▸ DOCUMENTO DI PARTENZA:
━━━━━━
Sequestrata una discarica a 180 km da Brescia, in Valsugana (Trento), per l’indagine che riguarda il conferimento di rifiuti contenenti Pcb e Diossine, provenienti dalla bonifica del Parco Parenzano. Parco inaugurato pochi anni fa nel sud ovest bresciano, presso il quartiere Chiesanuova, zona altamente inquinata da Sito Caffaro.
Ci si chiedeva che fine avessero fatto Pcb e scorie tossiche portate via insieme a 2.650 metri cubi di terreno inquinato dal parco Parenzo Sud Ovest tra il novembre del 2018 e l’ottobre dell’anno successivo: sono stati attivisti e attiviste ambientalisti bresciani a scoprirlo. Al primo apparire di ruspe e camion nella zona di Chiesanuova, infatti, i comitati locali hanno montato un servizio di sorveglianza perchè tutto fosse fatto secondo normative. A marzo 2018 i viaggi dei camion con i materiali inquinanti si sono intensificati e gli attivisti hanno deciso di seguirne uno. Superando il confine di ben due province e regioni, e dopo 180 km, “siamo arrivati in Valsuganam davanti al cancello di una discarica che il computer definisce per ‘inerti’. Ma quelle terre vengono da un sito contaminato di Pcb e Diossine, perchè a 180 km?”. E’ stato scoperto che i rifiuti sono stati conferiti in una discarica nel bel mezzo del «Parco Ambientale del Brenta», a Castel Ivano, frazione di Villa Agnedo, in Valsugana, alla confluenza del fiume Brenta e dei torrenti Maso e Chieppena.
━━━━━━
▸ VOCI FORNITE:
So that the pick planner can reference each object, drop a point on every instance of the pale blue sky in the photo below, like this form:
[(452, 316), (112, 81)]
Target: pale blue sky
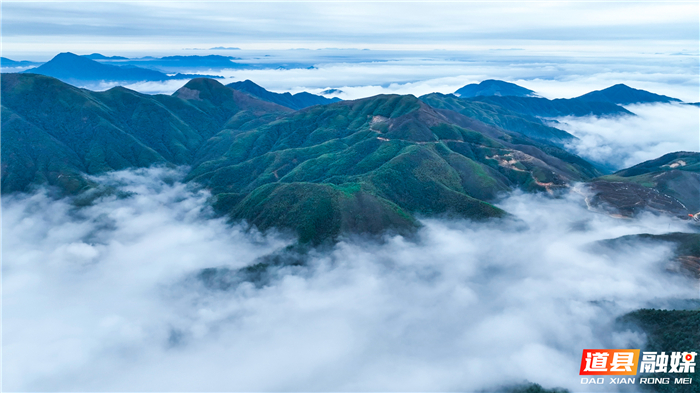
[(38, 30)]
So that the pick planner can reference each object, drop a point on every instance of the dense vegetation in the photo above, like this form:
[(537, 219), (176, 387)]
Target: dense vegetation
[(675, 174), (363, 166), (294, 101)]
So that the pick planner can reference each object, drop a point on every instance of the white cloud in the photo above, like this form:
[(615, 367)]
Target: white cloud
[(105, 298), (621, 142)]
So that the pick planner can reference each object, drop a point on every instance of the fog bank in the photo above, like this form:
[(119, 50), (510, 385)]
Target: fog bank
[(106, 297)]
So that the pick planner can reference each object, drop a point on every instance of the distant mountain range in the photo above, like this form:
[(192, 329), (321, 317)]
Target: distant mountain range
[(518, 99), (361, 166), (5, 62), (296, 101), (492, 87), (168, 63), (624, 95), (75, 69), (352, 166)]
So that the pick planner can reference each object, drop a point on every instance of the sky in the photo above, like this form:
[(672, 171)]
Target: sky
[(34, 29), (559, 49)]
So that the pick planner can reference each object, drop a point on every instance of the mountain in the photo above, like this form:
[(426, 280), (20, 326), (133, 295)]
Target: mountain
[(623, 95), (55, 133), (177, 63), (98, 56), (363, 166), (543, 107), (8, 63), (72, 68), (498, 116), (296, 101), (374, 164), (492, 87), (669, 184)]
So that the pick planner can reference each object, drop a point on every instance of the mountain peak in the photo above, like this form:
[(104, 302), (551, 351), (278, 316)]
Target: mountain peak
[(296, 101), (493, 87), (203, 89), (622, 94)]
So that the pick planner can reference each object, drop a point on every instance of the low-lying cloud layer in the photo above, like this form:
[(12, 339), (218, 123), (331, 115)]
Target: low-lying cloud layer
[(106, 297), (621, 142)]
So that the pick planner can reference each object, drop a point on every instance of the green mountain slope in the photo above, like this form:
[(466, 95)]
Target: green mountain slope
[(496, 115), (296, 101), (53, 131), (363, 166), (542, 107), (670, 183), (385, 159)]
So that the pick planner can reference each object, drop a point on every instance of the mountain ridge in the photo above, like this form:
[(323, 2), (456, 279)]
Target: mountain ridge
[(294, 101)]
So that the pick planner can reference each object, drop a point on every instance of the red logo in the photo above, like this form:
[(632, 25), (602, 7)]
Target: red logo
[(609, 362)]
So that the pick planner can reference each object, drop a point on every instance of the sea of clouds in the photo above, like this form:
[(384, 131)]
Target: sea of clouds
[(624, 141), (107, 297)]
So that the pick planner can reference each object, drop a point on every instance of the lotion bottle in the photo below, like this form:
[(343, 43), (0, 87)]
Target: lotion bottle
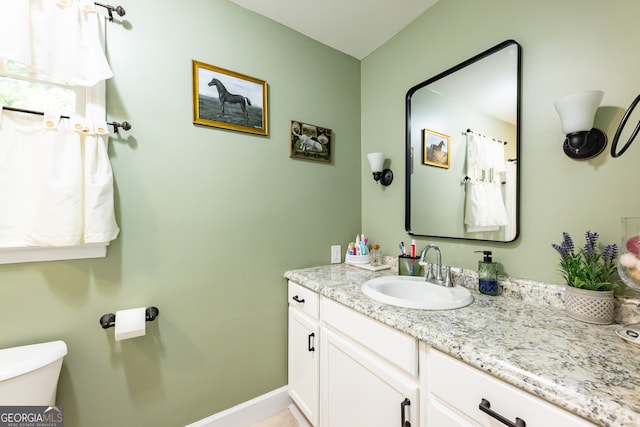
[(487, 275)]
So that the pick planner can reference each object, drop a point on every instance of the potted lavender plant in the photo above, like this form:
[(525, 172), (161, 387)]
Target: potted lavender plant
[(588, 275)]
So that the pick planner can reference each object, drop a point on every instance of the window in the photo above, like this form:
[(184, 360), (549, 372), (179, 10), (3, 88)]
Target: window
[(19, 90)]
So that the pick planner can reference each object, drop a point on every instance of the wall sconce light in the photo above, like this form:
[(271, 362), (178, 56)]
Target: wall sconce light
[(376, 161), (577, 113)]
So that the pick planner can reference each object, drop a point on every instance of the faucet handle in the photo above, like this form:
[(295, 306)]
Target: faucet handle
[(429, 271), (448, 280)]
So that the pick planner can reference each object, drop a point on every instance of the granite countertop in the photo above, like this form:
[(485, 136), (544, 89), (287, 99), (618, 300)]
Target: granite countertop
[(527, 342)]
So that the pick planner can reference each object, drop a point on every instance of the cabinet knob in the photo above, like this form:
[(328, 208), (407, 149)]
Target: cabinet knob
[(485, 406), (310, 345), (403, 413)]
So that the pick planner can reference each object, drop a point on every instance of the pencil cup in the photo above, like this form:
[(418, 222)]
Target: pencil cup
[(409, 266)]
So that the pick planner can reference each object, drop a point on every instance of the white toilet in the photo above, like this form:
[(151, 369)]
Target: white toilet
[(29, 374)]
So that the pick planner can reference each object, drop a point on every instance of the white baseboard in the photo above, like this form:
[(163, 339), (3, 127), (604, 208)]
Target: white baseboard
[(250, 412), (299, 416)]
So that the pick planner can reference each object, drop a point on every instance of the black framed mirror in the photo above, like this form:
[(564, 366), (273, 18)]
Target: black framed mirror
━━━━━━
▸ LE CONSEGNE:
[a] Secondo l'articolo sulla discarica in Valsugana, perché i comitati locali di Chiesanuova hanno organizzato un servizio di sorveglianza?
[b] Prosegui l'articolo sulla discarica in Valsugana a partire dalla sua ultima frase.

▸ RISPOSTE PER CONSEGNA:
[a] I comitati locali hanno organizzato la sorveglianza perché tutto fosse fatto secondo le normative. L'hanno avviata appena sono comparsi ruspe e camion nella zona di Chiesanuova.

[b]
Da quella indagine dal basso parte una pista ad ampio raggio, con un’iniziale accesso agli atti del Comune di Brescia. “Troviamo ostacoli e difficoltà burocratiche”, fanno sapere ambientalisti e ambientaliste di Basta Veleni. “Il sistema non è troppo collaborativo e finalmente, dopo 100 giorni, abbiamo tra le mani i documenti richiesti.” I dati evidenti, oltre al fatto che quei terreni del Parco Parenzano di Brescia sono zuppi di Diossine, Pcb e metalli pesanti, è il bando di gara al massimo ribasso, con poche e vaghe prescrizioni circa la gestione del rifiuto prodotto. Unica nota, nel bando si fa presente che esistono a Brescia discariche per inerti autorizzate al conferimento di tali rifiuti nel raggio di 30 km.” Di nuovo, perchè a 180 km? È finito là dove, per la procura della Repubblica di Trento e i carabinieri del Noe, non doveva finire. Quell’impianto mercoledì è finito sotto sequestro preventivo per volontà del Gip del tribunale di Trento nell’ambito dell’inchiesta che vede indagate quattro persone: due manager dell’azienda che gestisce la discarica e due dirigenti dell’Agenzia provinciale di protezione dell’ambiente del trentino.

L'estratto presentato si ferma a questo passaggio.